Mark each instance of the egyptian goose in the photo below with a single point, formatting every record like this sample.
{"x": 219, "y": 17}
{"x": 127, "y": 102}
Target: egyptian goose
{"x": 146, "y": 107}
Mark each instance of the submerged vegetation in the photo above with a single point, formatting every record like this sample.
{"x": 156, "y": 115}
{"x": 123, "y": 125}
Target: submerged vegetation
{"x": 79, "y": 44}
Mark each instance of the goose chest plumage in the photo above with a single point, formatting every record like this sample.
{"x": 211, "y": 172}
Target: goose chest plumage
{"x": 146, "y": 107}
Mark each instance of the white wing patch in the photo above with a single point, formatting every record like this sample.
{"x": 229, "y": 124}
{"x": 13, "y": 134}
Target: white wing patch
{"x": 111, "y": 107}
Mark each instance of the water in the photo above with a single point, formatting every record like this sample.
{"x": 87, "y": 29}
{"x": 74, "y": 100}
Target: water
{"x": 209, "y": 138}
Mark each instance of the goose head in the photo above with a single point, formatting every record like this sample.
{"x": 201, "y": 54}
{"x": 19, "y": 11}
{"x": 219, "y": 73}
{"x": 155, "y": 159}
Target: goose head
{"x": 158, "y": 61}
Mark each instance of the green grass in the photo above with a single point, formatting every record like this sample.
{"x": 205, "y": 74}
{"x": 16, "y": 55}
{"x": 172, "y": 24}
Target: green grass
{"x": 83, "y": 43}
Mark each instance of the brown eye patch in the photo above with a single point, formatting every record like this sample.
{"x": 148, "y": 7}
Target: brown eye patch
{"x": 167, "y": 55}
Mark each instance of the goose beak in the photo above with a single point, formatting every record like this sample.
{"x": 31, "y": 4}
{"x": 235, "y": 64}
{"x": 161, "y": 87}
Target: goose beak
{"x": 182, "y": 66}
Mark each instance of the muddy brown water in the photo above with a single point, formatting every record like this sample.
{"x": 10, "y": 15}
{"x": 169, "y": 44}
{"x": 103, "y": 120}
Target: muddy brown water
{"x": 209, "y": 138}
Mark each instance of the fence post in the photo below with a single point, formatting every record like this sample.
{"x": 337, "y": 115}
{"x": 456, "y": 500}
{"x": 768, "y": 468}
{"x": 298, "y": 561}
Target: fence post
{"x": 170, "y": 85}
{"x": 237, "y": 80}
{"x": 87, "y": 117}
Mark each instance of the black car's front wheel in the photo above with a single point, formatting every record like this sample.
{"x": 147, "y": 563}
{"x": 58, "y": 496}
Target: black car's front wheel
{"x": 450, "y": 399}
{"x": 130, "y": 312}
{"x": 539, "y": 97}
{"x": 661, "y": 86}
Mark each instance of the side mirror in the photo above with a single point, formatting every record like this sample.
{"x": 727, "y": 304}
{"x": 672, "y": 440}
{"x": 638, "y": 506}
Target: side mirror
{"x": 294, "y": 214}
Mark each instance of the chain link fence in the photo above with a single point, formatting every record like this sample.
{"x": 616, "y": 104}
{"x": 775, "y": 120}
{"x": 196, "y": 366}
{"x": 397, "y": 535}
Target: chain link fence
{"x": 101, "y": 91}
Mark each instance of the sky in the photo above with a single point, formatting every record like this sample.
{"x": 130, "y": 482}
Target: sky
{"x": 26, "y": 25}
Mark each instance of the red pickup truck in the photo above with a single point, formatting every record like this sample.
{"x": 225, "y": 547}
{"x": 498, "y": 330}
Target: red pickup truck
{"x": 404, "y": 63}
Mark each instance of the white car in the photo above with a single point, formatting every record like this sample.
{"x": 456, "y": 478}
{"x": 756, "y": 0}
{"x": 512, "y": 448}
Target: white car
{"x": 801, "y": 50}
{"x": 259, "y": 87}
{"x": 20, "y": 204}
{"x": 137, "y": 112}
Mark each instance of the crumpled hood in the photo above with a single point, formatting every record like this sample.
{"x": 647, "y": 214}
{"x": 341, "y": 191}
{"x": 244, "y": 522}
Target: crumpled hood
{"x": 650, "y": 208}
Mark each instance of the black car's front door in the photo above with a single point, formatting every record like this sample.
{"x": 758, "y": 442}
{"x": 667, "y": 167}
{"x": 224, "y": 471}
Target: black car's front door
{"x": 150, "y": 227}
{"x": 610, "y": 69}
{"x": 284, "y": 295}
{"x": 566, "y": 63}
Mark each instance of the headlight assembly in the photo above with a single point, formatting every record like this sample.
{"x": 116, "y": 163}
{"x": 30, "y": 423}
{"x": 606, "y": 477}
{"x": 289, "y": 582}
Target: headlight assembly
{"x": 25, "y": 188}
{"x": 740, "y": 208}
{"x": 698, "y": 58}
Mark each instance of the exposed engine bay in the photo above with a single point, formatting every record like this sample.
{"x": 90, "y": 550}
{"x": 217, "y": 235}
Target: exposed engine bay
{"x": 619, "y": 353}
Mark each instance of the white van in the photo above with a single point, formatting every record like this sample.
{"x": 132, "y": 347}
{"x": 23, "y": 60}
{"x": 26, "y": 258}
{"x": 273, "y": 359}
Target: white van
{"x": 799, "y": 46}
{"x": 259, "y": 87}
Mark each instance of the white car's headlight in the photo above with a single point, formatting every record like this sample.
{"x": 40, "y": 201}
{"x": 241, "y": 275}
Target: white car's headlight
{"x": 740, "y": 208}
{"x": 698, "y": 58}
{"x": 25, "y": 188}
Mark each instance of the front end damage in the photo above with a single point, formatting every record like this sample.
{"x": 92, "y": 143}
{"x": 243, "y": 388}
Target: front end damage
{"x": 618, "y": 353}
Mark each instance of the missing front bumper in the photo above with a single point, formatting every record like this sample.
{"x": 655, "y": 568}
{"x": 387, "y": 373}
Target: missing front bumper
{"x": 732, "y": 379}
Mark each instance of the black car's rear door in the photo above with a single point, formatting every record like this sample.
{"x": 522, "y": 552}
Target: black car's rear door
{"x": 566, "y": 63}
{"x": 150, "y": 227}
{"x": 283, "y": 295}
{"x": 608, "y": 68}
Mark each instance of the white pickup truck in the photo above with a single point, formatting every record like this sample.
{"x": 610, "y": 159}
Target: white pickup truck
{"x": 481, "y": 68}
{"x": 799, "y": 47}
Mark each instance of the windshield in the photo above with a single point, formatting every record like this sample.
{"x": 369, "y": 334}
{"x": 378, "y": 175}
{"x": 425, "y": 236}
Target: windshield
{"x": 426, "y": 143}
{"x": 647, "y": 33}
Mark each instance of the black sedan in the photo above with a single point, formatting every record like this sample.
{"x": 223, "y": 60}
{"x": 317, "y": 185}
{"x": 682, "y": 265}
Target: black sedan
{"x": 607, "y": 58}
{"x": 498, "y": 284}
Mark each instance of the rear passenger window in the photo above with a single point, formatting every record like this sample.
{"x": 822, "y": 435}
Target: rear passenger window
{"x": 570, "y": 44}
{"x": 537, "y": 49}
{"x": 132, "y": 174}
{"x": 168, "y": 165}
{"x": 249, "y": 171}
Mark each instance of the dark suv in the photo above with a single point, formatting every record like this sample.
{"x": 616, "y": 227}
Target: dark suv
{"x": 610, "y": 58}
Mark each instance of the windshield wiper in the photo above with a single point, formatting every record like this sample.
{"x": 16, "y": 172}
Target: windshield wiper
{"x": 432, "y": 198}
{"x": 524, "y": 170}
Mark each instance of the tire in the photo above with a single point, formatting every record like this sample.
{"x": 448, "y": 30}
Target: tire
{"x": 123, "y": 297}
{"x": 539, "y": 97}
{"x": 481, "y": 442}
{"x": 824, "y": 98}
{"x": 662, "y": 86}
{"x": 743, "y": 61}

════

WHAT YOU WILL DO :: Arrange every line of the items above as a single numbered list, omitting blank lines.

SOLUTION TO THE PROBLEM ::
1. Mark each instance of the egyptian goose in the photo below with a single point, formatting every record like this sample.
2. {"x": 219, "y": 17}
3. {"x": 127, "y": 102}
4. Target: egyptian goose
5. {"x": 146, "y": 107}
6. Mark each instance of the submerged vegetation in the photo above with a single point, formatting every record like this sample.
7. {"x": 156, "y": 115}
8. {"x": 123, "y": 125}
9. Target: submerged vegetation
10. {"x": 79, "y": 44}
11. Mark each instance of the goose chest plumage in the photo above with a single point, formatting every record like this sample.
12. {"x": 211, "y": 172}
13. Target: goose chest plumage
14. {"x": 146, "y": 107}
15. Mark each instance of the white wing patch in the photo above with a single point, formatting every record like this sample.
16. {"x": 229, "y": 124}
17. {"x": 13, "y": 134}
18. Target: white wing patch
19. {"x": 111, "y": 107}
20. Mark each instance of the water in the photo above with a single point, formatting every record like this sample.
21. {"x": 87, "y": 29}
22. {"x": 74, "y": 100}
23. Target: water
24. {"x": 209, "y": 138}
25. Mark each instance of the goose head in the photo above with a single point, formatting every record like this sample.
26. {"x": 201, "y": 54}
27. {"x": 19, "y": 11}
28. {"x": 219, "y": 73}
29. {"x": 155, "y": 159}
30. Target: goose head
31. {"x": 158, "y": 61}
32. Mark each instance of the green grass in the photo above with a single point, formatting every record like this sample.
33. {"x": 205, "y": 74}
34. {"x": 16, "y": 55}
35. {"x": 172, "y": 24}
36. Target: green grass
37. {"x": 83, "y": 43}
38. Mark each instance of the brown eye patch in the photo above with a single point, formatting every record like this sample.
39. {"x": 148, "y": 7}
40. Target: brown eye patch
41. {"x": 167, "y": 55}
42. Mark each instance of the goose beak in the photo above with a single point, formatting every record like this sample.
43. {"x": 31, "y": 4}
44. {"x": 235, "y": 64}
45. {"x": 161, "y": 87}
46. Target: goose beak
47. {"x": 182, "y": 66}
48. Mark each instance of the muddy brown water in the photo above with a single point, formatting every record like this sample.
49. {"x": 10, "y": 15}
50. {"x": 169, "y": 44}
51. {"x": 103, "y": 120}
52. Target: muddy brown water
53. {"x": 209, "y": 138}
54. Mark each instance of the fence post in the photo below with a single point, formatting every record like this sample.
55. {"x": 337, "y": 115}
56. {"x": 456, "y": 500}
57. {"x": 768, "y": 468}
58. {"x": 298, "y": 561}
59. Target: fence post
60. {"x": 170, "y": 85}
61. {"x": 237, "y": 80}
62. {"x": 87, "y": 117}
63. Mark each instance of the black car's front wheel in the photo above with a single point, formatting every record like this sample.
64. {"x": 147, "y": 563}
65. {"x": 58, "y": 496}
66. Target: black car's front wheel
67. {"x": 450, "y": 399}
68. {"x": 130, "y": 312}
69. {"x": 539, "y": 97}
70. {"x": 661, "y": 86}
71. Mark each instance of the side mirror in the photo above with a single point, formatting every record like this sample.
72. {"x": 727, "y": 304}
73. {"x": 672, "y": 440}
74. {"x": 638, "y": 506}
75. Target: side mirror
76. {"x": 294, "y": 214}
77. Mark each instance of the chain link fence in the photo above with a single point, formatting every record like this sample.
78. {"x": 616, "y": 104}
79. {"x": 775, "y": 120}
80. {"x": 196, "y": 366}
81. {"x": 397, "y": 535}
82. Target: chain link fence
83. {"x": 101, "y": 91}
84. Mark each instance of the sky in the photo above with a single point, formatting every record like this sample.
85. {"x": 130, "y": 482}
86. Target: sky
87. {"x": 26, "y": 25}
88. Mark each instance of the red pickup truck in the photo above with a single point, formatting every record like this sample.
89. {"x": 225, "y": 547}
90. {"x": 498, "y": 330}
91. Target: red pickup truck
92. {"x": 404, "y": 63}
93. Mark each instance of the white car in the photo above with a single point, formatting every record like this sample.
94. {"x": 456, "y": 478}
95. {"x": 756, "y": 0}
96. {"x": 512, "y": 448}
97. Target: white car
98. {"x": 801, "y": 50}
99. {"x": 259, "y": 87}
100. {"x": 20, "y": 204}
101. {"x": 137, "y": 112}
102. Mark each instance of the crumpled hood in the photo above with a single point, formatting every record like this sample.
103. {"x": 647, "y": 214}
104. {"x": 341, "y": 191}
105. {"x": 244, "y": 522}
106. Target: crumpled hood
107. {"x": 650, "y": 208}
108. Mark each instance of the black car's front door in the photo above with a single point, formatting every record like this sample.
109. {"x": 758, "y": 442}
110. {"x": 667, "y": 167}
111. {"x": 224, "y": 471}
112. Target: black car's front door
113. {"x": 150, "y": 227}
114. {"x": 610, "y": 69}
115. {"x": 284, "y": 295}
116. {"x": 566, "y": 63}
117. Mark each instance of the headlight assembly in the photo above with a single point, formatting every record like this sample.
118. {"x": 116, "y": 163}
119. {"x": 30, "y": 423}
120. {"x": 606, "y": 477}
121. {"x": 289, "y": 582}
122. Target: headlight assembly
123. {"x": 25, "y": 188}
124. {"x": 740, "y": 208}
125. {"x": 698, "y": 58}
126. Mark each instance of the exposed engine bay in the photo above with a single point, formatting every record like this sample.
127. {"x": 90, "y": 550}
128. {"x": 217, "y": 235}
129. Target: exposed engine bay
130. {"x": 619, "y": 353}
131. Mark each instance of the white van in the photo above with a single point, formatting every record like this sample.
132. {"x": 132, "y": 347}
133. {"x": 23, "y": 60}
134. {"x": 26, "y": 258}
135. {"x": 273, "y": 359}
136. Target: white van
137. {"x": 799, "y": 46}
138. {"x": 259, "y": 87}
139. Mark each instance of the white car's headlight in the photo above with a single point, formatting every record like this sample.
140. {"x": 40, "y": 201}
141. {"x": 241, "y": 275}
142. Target: white car's headlight
143. {"x": 740, "y": 208}
144. {"x": 698, "y": 58}
145. {"x": 25, "y": 188}
146. Mark each instance of the front end damage in the photo above with a single point, formatting every record like this sample.
147. {"x": 92, "y": 143}
148. {"x": 243, "y": 388}
149. Target: front end damage
150. {"x": 618, "y": 353}
151. Mark each instance of the missing front bumper in the photo above with a single point, formatting every record like this sample.
152. {"x": 655, "y": 568}
153. {"x": 387, "y": 373}
154. Target: missing front bumper
155. {"x": 732, "y": 379}
156. Mark each instance of the black car's rear door in the photo above with a single point, formatting every record like this sample.
157. {"x": 522, "y": 552}
158. Target: black car's rear door
159. {"x": 566, "y": 63}
160. {"x": 150, "y": 227}
161. {"x": 283, "y": 295}
162. {"x": 608, "y": 68}
163. Mark each instance of the white pickup truck in the photo above with a single point, formatting every record like this sample.
164. {"x": 610, "y": 159}
165. Target: white pickup truck
166. {"x": 481, "y": 68}
167. {"x": 799, "y": 47}
168. Mark each instance of the windshield in the photo above with a single point, formatting every record like this sample.
169. {"x": 369, "y": 334}
170. {"x": 378, "y": 175}
171. {"x": 425, "y": 236}
172. Target: windshield
173. {"x": 426, "y": 143}
174. {"x": 647, "y": 33}
175. Mark each instance of the black sedan in the photo above with a single point, formatting every record like this sample.
176. {"x": 223, "y": 60}
177. {"x": 317, "y": 185}
178. {"x": 682, "y": 265}
179. Target: black sedan
180. {"x": 607, "y": 58}
181. {"x": 498, "y": 284}
182. Mark each instance of the rear passenger window in the photo above with a single point, formatting every record like this sample.
183. {"x": 822, "y": 435}
184. Target: rear passenger window
185. {"x": 570, "y": 44}
186. {"x": 537, "y": 49}
187. {"x": 132, "y": 174}
188. {"x": 168, "y": 165}
189. {"x": 249, "y": 171}
190. Mark each instance of the dark suv in the photo above with a single point, formatting every record like this sample.
191. {"x": 616, "y": 227}
192. Target: dark suv
193. {"x": 610, "y": 58}
194. Mark each instance of the windshield wiper in the photo above with a single point, formatting every record like this sample.
195. {"x": 16, "y": 172}
196. Target: windshield wiper
197. {"x": 432, "y": 198}
198. {"x": 524, "y": 170}
199. Mark each instance of the tire in the photo above with a single point, formatting every record like this sample.
200. {"x": 448, "y": 30}
201. Target: tire
202. {"x": 123, "y": 297}
203. {"x": 539, "y": 97}
204. {"x": 481, "y": 442}
205. {"x": 824, "y": 98}
206. {"x": 662, "y": 86}
207. {"x": 743, "y": 61}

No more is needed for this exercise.